**TASKS TO CARRY OUT:**
**a)** Summarize the passage on Blackmore's spinal cord research in two sentences.
**b)** Pick up the passage on Blackmore's spinal cord research after its final sentence and keep writing.

**PASSAGE PROVIDED:**
◆ ◆ ◆
He has an absolute amazing passion,” Riesch said. “One thing you have to have to have success and really make it in this field is to find passion. And he has it. He really wants to see individuals like me walk again. He wants to see success. And he wants to make it happen and he wants to be a part of it.”

Riesch and Curtis are not the only admirers of Blackmore’s work in spinal cord research, as students who work in his lab said they also believe strongly in the work he does. 

David Nowak, a senior in the College of Health Sciences who has been working in Blackmore’s lab since January of his freshman year, said he has had an amazing experience there and finds Blackmore and the work that he does “inspiring.” 

“He does a really good job in turning his passions in to really good science, which I think is really unique,” Nowak said. “It’s really inspiring to see how he’s not afraid to motivate us, especially in regard to the Bryon Riesch foundation, and we get to do a lot of events with them and we see people in the community advocating for survivors of spinal cord injuries.
◆ ◆ ◆
**SUPPLIED MATERIAL:**
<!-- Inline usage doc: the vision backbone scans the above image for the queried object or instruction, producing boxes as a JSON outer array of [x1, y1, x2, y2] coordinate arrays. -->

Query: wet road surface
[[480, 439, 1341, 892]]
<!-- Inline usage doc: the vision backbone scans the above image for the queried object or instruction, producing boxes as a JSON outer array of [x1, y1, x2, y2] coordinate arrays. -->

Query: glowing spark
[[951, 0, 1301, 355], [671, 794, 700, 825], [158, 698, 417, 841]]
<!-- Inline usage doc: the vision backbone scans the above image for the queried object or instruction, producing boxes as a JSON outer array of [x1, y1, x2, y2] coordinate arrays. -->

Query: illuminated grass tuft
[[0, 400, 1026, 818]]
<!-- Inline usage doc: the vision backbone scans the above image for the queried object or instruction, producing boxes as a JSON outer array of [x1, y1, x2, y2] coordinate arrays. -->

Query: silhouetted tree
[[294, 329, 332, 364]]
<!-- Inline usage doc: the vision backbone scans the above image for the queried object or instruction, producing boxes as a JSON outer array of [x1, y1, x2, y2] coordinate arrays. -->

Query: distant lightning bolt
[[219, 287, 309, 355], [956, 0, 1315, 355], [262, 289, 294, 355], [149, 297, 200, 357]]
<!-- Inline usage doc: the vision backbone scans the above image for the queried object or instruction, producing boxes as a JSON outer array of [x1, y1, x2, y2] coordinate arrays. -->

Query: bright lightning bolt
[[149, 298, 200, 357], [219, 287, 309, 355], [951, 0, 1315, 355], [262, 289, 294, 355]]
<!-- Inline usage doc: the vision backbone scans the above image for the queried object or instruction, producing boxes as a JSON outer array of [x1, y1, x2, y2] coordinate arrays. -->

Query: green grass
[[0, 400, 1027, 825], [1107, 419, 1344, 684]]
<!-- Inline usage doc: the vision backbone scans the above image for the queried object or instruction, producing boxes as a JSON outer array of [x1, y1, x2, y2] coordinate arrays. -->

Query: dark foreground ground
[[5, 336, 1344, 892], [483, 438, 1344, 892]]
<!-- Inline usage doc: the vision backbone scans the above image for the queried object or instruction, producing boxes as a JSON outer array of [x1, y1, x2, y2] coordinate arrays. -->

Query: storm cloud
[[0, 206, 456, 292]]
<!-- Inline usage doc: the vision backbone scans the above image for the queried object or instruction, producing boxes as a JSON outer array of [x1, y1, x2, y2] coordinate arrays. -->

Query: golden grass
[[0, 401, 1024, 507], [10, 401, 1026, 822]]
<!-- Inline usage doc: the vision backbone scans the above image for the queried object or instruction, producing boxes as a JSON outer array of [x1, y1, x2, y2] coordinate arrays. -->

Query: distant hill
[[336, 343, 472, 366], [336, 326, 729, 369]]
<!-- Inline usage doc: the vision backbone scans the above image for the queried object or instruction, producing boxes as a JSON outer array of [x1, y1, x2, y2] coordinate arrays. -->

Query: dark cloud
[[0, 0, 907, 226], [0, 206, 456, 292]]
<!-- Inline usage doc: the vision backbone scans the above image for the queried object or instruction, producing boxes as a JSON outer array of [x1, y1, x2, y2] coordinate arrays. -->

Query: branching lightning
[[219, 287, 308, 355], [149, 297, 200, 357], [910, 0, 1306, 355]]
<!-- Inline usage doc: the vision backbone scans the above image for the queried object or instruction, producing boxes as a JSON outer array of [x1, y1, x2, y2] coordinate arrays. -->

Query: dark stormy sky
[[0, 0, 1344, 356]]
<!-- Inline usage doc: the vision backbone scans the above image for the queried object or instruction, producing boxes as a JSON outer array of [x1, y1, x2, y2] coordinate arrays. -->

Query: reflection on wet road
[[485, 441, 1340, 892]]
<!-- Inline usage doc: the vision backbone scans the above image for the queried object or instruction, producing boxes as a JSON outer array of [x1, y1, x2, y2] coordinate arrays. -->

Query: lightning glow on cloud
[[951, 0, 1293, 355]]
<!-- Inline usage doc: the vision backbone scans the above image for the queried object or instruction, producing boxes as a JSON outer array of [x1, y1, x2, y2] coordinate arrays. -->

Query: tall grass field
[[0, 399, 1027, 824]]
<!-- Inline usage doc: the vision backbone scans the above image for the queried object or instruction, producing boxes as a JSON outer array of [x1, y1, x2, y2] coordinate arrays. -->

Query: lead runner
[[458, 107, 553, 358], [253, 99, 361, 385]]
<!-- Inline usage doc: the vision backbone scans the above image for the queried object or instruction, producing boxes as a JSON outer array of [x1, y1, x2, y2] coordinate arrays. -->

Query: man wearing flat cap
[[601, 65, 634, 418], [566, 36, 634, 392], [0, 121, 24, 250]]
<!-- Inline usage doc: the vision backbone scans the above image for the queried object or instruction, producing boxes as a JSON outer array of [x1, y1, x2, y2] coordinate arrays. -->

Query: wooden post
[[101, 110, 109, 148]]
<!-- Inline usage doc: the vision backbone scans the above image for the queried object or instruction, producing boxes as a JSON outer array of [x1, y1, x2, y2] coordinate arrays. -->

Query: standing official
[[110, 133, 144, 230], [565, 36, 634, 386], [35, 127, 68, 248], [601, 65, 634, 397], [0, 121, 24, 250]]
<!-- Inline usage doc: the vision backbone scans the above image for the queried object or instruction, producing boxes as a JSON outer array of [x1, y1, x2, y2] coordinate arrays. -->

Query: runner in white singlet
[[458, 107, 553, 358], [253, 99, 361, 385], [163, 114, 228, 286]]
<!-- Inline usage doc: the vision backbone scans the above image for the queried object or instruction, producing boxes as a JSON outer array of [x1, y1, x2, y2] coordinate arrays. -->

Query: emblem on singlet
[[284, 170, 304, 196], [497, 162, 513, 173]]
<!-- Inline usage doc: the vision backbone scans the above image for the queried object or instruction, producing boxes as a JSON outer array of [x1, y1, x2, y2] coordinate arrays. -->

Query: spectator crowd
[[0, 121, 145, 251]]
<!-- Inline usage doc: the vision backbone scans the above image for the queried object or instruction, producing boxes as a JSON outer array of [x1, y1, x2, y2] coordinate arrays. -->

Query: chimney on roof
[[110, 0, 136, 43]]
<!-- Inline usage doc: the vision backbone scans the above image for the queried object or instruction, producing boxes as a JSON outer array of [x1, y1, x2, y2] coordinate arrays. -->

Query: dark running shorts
◆ ◆ ◆
**ANSWERS FOR THE EXERCISE:**
**a)** Riesch praises Blackmore's passion, saying he wants to see individuals like Riesch walk again and wants to be part of making that happen. Students in Blackmore's lab also believe strongly in his work, including senior David Nowak, who has worked there since January of his freshman year and calls Blackmore and his work "inspiring."

**b)**
Derek Gross, a sophomore in the College of Health Sciences, echoed this sentiment.

“Joining this lab this semester has been one of the most positive experiences I’ve had since I’ve come to Marquette,” Gross said. 

Gross said he feels lucky to be doing research that benefits the community. 

It’s nice knowing that the project we’re on is going to yield some really important results that could help push the research for this problem in a really good direction, Gross said. “And knowing that that work that I’m putting into this lab is actually contributing to that in a significant way, feels really good. 

Blackmore said that over the years, he and Riesch have become close personally. He even keeps a bobblehead of Riesch at his desk that he turns to when he feels disheartened. 

“Some days, it’s not a good day so I’m like, ‘Good God, Bryon do I even keep doing this?’ and he says, ‘Yeah you’re alright,’” Blackmore said. “So he’s my inspiration to keep doing this. 

Blackmore said his relationship with the Bryon Riesch Paralysis Foundation is “mutually beneficial” because while the foundation gives Blackmore money to fund his research, Blackmore and with the students in his lab attend fundraising events such as golf outings, fashion shows for paralyzed individuals and Curtis said the College of Health Sciences hosts a bowling fundraiser in the Union Sports Annex to raise money.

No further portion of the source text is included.